WORK TO COMPLETE
Give back all of the data, word for word.

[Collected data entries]

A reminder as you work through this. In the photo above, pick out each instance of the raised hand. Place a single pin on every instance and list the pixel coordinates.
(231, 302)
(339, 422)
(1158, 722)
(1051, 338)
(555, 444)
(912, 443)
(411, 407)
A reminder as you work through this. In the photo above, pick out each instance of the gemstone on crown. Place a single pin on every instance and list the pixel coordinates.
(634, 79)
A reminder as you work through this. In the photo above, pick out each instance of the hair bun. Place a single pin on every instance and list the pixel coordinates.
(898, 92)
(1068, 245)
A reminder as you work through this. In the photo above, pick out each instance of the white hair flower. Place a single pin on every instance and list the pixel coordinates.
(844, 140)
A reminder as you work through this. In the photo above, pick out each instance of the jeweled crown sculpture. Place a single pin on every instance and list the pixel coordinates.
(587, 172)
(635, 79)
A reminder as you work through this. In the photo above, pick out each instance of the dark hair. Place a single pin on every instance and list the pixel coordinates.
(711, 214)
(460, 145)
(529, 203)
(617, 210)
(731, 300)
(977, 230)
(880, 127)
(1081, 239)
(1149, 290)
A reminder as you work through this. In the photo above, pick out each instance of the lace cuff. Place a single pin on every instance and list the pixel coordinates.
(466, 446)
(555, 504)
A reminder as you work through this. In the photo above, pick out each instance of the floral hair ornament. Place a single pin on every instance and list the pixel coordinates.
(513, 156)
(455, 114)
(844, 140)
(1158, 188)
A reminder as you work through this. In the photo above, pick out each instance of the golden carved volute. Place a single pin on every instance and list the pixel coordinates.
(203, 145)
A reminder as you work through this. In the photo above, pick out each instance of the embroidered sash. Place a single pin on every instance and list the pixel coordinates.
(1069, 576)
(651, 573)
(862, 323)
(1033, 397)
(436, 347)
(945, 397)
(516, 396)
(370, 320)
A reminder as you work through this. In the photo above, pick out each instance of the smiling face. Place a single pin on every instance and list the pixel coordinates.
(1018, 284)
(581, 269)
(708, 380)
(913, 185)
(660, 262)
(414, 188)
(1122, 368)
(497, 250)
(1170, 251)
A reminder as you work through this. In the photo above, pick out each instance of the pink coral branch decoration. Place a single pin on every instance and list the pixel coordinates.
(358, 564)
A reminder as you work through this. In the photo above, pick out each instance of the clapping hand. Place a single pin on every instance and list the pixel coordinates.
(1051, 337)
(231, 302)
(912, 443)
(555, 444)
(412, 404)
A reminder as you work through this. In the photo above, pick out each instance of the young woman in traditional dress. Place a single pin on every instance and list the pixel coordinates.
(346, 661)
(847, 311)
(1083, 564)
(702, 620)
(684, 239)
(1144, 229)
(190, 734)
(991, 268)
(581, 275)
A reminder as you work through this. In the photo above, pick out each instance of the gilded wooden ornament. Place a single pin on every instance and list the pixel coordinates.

ANSWER SPACE
A reminder as you work through this. In the photo above, pick out each instance of the raised hand. Place a single pin on every instance and list the pixel coordinates.
(231, 302)
(339, 422)
(1158, 722)
(1051, 338)
(555, 444)
(912, 443)
(411, 407)
A reminder as you work through this. In the photo above, pick out each instance of the gemstone on crown. Place a single pin on every instance and list the pixel coordinates.
(634, 79)
A reminder as you work through this. In the photo above, pick out each instance of the hair bun. Place a single pin on every instance and list the pixel coordinates.
(898, 92)
(1068, 245)
A reminder as you work through this. In the photo above, pick out each instance of the white hair flower. Place a single pin on every instance and list the pixel coordinates.
(844, 140)
A reminder as you work through this. In the photo above, pick out each instance of the jeweled crown sculpture. Place a single pin on every instance and list the pixel coordinates.
(587, 172)
(635, 79)
A reminder as you work through this. In the photo above, pick out each instance of the dark hair. Place a single pin on every instance and list the pixel coordinates.
(711, 214)
(460, 145)
(529, 203)
(617, 210)
(731, 300)
(977, 230)
(880, 127)
(1081, 239)
(1149, 290)
A reminder as you work through this. In the photo above, pick out each instance of the lace cuff. Place a single pin on every instance and list the pixel coordinates.
(466, 446)
(555, 504)
A reminder as you work through this. In the photo above, pick out each instance of the floral hair ornament. Place a single pin on every instance and list the pixel coordinates.
(513, 156)
(455, 114)
(844, 140)
(1158, 188)
A reminder as you work through this. In the photo above, pick out each instance of the golden carved volute. Place a single pin on every instance and list the pixel coordinates.
(203, 145)
A reminder as you work through this. In the photo above, pick out each instance of the embroidered sash. Place a single pin on every instance and list the pixel coordinates.
(1069, 576)
(651, 573)
(862, 323)
(1033, 397)
(436, 347)
(945, 397)
(516, 396)
(370, 320)
A reminder as you work through this. In the photo above, pick out each instance of the smiling face. Place a single pin on every instance and list the pixel coordinates.
(1018, 284)
(581, 269)
(708, 380)
(913, 185)
(660, 262)
(414, 188)
(1122, 368)
(497, 250)
(1170, 251)
A reminder as you work through this. In the photo above, pick out each instance of the pink coral branch decoration. Place a single pin on every instance and list the pixel coordinates.
(358, 564)
A reminder as you work through this. In the photo above, pick out each instance of the clapping hand. Place a single pin on every instance and list the pixel coordinates.
(1051, 337)
(231, 302)
(912, 443)
(555, 444)
(412, 404)
A reminder as you work through this. In the photo above, pick out each instance of the young woman in traditional dress. Place a single pin on every instance and list the pixel coordinates.
(346, 661)
(847, 311)
(1083, 564)
(702, 620)
(684, 239)
(1144, 229)
(190, 734)
(991, 268)
(581, 275)
A reminder as you work through this. In the photo above, pick out each instance of the gilded wooden ornament. Place a single pin on every instance and list the pixel coordinates.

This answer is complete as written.